• [Exercise]
Exclude the pictures and reproduce exactly the lines that run from the one holding "If you could put a dot on the silver medal" to the end of the entries below.

• [Entries supplied]
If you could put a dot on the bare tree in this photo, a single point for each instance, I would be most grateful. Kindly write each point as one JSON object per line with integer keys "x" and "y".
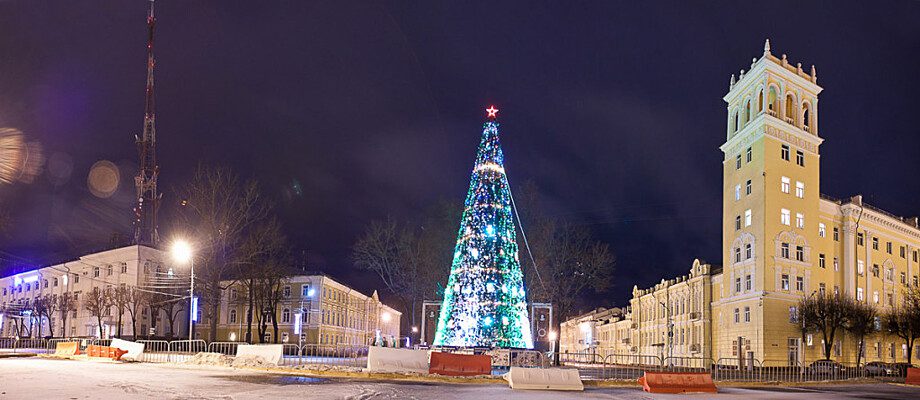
{"x": 66, "y": 303}
{"x": 219, "y": 210}
{"x": 136, "y": 301}
{"x": 413, "y": 259}
{"x": 97, "y": 302}
{"x": 51, "y": 305}
{"x": 862, "y": 320}
{"x": 903, "y": 320}
{"x": 820, "y": 313}
{"x": 121, "y": 301}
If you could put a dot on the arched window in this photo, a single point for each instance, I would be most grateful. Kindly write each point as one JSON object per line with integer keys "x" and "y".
{"x": 772, "y": 102}
{"x": 806, "y": 116}
{"x": 790, "y": 109}
{"x": 747, "y": 112}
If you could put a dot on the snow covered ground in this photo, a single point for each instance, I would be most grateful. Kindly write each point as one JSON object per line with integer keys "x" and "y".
{"x": 34, "y": 378}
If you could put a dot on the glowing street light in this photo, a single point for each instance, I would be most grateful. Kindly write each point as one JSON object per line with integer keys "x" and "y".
{"x": 182, "y": 253}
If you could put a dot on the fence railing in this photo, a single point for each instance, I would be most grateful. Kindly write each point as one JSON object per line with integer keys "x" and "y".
{"x": 590, "y": 365}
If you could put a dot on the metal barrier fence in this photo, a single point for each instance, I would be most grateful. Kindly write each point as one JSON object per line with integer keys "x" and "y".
{"x": 590, "y": 365}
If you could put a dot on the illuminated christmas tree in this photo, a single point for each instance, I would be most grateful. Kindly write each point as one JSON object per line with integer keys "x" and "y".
{"x": 484, "y": 300}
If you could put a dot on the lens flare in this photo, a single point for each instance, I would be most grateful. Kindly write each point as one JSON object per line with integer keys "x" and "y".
{"x": 20, "y": 160}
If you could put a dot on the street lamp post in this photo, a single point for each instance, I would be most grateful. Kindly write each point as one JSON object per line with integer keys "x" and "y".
{"x": 182, "y": 253}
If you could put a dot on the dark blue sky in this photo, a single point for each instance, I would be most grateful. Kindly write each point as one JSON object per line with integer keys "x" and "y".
{"x": 613, "y": 108}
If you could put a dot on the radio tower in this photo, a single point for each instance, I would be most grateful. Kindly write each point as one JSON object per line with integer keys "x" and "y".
{"x": 148, "y": 200}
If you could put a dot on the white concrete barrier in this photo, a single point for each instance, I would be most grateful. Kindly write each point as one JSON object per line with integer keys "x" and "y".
{"x": 544, "y": 378}
{"x": 134, "y": 349}
{"x": 384, "y": 359}
{"x": 271, "y": 353}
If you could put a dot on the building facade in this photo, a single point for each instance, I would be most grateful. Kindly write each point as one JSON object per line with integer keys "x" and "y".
{"x": 782, "y": 241}
{"x": 316, "y": 310}
{"x": 130, "y": 266}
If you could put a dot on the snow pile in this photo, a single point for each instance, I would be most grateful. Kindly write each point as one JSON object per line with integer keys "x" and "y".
{"x": 250, "y": 361}
{"x": 324, "y": 367}
{"x": 210, "y": 359}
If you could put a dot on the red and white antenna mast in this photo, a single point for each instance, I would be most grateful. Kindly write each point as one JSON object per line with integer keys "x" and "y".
{"x": 148, "y": 200}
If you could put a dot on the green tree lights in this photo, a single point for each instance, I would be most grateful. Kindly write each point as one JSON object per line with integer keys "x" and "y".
{"x": 484, "y": 300}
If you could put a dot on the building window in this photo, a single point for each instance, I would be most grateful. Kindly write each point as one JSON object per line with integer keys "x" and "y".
{"x": 286, "y": 316}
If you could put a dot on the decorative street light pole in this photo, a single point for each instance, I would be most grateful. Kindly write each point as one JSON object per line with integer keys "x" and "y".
{"x": 182, "y": 253}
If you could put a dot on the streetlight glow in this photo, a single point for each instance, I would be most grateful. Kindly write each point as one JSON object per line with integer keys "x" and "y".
{"x": 181, "y": 251}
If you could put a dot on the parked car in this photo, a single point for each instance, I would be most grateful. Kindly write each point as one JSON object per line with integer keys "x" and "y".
{"x": 877, "y": 368}
{"x": 826, "y": 367}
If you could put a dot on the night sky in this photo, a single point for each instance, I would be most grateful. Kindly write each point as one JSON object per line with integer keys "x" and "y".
{"x": 349, "y": 112}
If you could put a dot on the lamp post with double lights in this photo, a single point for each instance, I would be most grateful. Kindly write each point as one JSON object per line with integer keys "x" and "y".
{"x": 182, "y": 253}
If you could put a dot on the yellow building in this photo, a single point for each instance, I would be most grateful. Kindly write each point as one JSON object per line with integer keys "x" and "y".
{"x": 327, "y": 312}
{"x": 782, "y": 240}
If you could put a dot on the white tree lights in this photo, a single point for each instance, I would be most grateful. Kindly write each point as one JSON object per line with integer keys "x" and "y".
{"x": 485, "y": 301}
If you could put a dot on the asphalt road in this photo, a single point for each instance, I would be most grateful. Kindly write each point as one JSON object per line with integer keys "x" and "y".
{"x": 34, "y": 378}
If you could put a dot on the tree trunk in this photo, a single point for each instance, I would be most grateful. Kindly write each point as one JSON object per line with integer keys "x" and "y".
{"x": 249, "y": 313}
{"x": 213, "y": 307}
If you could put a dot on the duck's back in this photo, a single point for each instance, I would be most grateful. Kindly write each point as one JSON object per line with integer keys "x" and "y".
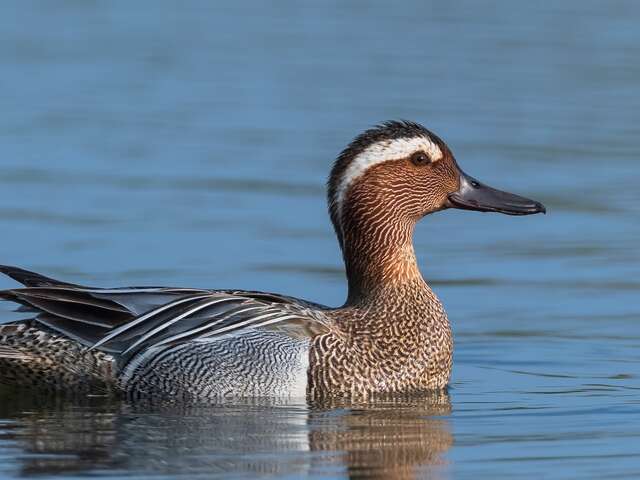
{"x": 167, "y": 342}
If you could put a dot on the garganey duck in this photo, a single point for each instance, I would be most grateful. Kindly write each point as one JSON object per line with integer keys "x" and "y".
{"x": 391, "y": 336}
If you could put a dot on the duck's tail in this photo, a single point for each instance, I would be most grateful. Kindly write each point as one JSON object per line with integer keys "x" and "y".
{"x": 32, "y": 357}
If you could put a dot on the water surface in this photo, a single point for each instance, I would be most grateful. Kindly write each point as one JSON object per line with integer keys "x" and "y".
{"x": 188, "y": 145}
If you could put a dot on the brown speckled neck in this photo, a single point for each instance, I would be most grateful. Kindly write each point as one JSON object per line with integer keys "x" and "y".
{"x": 377, "y": 249}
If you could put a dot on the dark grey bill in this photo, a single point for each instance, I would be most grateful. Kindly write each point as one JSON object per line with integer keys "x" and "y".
{"x": 473, "y": 195}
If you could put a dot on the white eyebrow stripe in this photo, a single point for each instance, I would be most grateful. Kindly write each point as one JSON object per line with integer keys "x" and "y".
{"x": 382, "y": 152}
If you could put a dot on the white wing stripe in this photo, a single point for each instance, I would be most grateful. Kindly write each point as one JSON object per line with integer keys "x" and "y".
{"x": 180, "y": 317}
{"x": 209, "y": 325}
{"x": 144, "y": 317}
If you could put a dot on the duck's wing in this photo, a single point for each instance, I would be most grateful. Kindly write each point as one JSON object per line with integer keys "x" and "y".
{"x": 124, "y": 321}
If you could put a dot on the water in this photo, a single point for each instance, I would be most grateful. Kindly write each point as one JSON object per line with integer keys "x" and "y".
{"x": 188, "y": 145}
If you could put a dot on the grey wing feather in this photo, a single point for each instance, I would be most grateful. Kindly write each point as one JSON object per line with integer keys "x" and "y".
{"x": 124, "y": 321}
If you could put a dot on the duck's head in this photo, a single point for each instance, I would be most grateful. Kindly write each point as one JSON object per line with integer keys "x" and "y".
{"x": 402, "y": 171}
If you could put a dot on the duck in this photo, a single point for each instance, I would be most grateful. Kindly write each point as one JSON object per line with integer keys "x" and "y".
{"x": 391, "y": 336}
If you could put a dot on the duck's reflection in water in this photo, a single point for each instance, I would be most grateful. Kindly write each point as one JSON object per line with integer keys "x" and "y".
{"x": 395, "y": 438}
{"x": 386, "y": 438}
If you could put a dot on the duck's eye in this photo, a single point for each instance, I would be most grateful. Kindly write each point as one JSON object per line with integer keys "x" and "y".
{"x": 420, "y": 158}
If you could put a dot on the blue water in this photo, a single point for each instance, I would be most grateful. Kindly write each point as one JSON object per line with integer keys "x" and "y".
{"x": 187, "y": 144}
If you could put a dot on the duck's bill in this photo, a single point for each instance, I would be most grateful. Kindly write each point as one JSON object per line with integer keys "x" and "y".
{"x": 473, "y": 195}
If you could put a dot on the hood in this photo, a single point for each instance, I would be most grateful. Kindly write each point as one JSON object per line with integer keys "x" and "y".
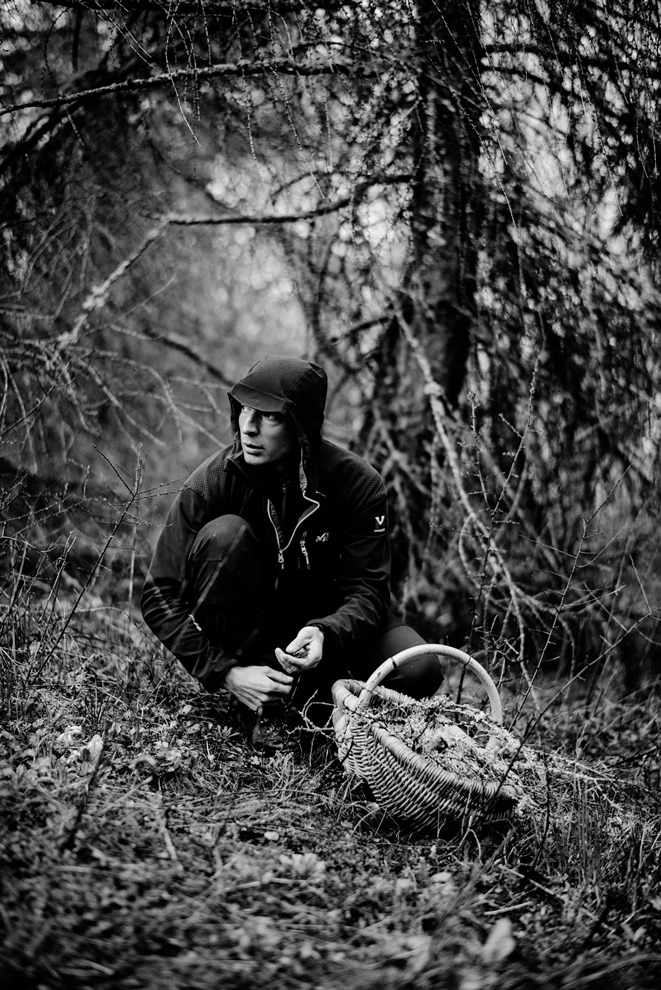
{"x": 288, "y": 385}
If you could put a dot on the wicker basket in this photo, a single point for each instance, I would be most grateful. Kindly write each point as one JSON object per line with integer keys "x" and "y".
{"x": 415, "y": 787}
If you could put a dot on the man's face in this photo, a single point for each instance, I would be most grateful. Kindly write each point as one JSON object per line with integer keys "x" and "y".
{"x": 266, "y": 438}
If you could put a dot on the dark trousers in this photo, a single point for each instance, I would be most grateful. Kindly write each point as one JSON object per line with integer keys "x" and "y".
{"x": 234, "y": 607}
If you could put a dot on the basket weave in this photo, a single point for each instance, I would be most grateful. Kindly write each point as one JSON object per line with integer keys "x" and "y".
{"x": 414, "y": 787}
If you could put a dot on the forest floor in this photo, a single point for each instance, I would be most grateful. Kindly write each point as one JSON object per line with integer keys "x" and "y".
{"x": 143, "y": 845}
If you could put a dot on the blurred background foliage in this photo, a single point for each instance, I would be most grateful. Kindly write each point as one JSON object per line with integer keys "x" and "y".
{"x": 453, "y": 206}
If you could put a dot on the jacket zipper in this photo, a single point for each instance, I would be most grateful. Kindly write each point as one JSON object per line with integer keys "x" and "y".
{"x": 306, "y": 515}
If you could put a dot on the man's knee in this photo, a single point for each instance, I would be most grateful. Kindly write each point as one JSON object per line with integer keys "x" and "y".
{"x": 221, "y": 536}
{"x": 224, "y": 562}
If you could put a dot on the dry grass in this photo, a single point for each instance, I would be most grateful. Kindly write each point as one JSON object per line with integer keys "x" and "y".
{"x": 143, "y": 846}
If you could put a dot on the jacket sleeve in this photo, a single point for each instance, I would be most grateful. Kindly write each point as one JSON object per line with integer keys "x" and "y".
{"x": 167, "y": 605}
{"x": 363, "y": 576}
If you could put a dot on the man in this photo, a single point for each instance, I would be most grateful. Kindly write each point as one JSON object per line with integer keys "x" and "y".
{"x": 271, "y": 578}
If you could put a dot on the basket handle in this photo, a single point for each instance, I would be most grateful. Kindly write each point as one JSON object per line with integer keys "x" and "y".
{"x": 401, "y": 659}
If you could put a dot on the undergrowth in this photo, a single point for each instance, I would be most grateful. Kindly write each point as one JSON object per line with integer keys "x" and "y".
{"x": 144, "y": 846}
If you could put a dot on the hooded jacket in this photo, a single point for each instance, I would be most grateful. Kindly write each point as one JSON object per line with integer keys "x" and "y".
{"x": 322, "y": 532}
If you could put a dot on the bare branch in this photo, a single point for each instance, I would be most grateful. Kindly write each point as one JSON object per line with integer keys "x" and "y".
{"x": 243, "y": 68}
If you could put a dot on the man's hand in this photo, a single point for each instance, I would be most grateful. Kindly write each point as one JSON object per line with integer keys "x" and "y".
{"x": 256, "y": 686}
{"x": 304, "y": 652}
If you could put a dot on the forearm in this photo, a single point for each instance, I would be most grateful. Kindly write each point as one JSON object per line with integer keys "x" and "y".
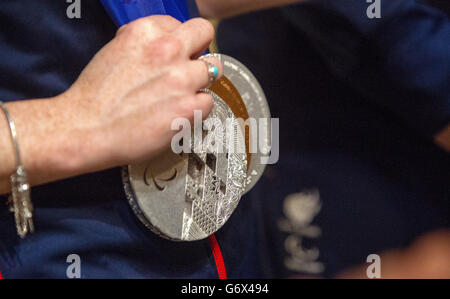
{"x": 229, "y": 8}
{"x": 52, "y": 143}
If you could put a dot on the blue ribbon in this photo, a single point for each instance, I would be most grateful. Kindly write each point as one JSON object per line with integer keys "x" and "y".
{"x": 125, "y": 11}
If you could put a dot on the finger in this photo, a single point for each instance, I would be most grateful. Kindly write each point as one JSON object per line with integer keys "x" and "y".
{"x": 196, "y": 35}
{"x": 153, "y": 26}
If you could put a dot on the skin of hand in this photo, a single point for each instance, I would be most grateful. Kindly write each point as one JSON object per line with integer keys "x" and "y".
{"x": 121, "y": 107}
{"x": 223, "y": 9}
{"x": 428, "y": 257}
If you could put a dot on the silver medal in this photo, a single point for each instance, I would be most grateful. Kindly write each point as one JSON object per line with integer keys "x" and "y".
{"x": 189, "y": 197}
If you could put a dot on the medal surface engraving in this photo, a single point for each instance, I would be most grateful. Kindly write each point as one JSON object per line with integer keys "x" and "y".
{"x": 248, "y": 102}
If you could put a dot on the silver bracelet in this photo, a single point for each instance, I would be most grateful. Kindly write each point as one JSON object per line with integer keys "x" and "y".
{"x": 19, "y": 200}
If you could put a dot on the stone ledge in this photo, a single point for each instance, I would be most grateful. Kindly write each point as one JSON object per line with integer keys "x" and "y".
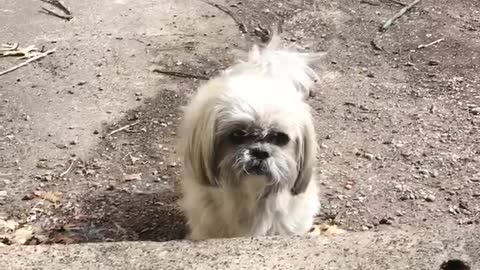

• [Completed task]
If you could put a dot on the silver medal in this photo, a single point for each instance, I would be most grateful. Kindly write each point as one JSON object per line with integer keys "x" and "y".
{"x": 189, "y": 197}
If you could put a dot on the medal surface engraving in this photo, a single point for each instance, I would be most grateful. Kindly write each point as one JSON object per line with integer keys "x" and "y".
{"x": 248, "y": 102}
If you could put a dot on the silver bracelet in this photo, a single point for each instance, I would be most grateful. Kindly write each point as one JSON object per line with integer keys "x" and "y".
{"x": 19, "y": 200}
If you could put a dot on the stone ledge in this photo, a single point for each instance, I would be most grateful. Kindly write each point as one JSON object per line with integer keys "x" and "y".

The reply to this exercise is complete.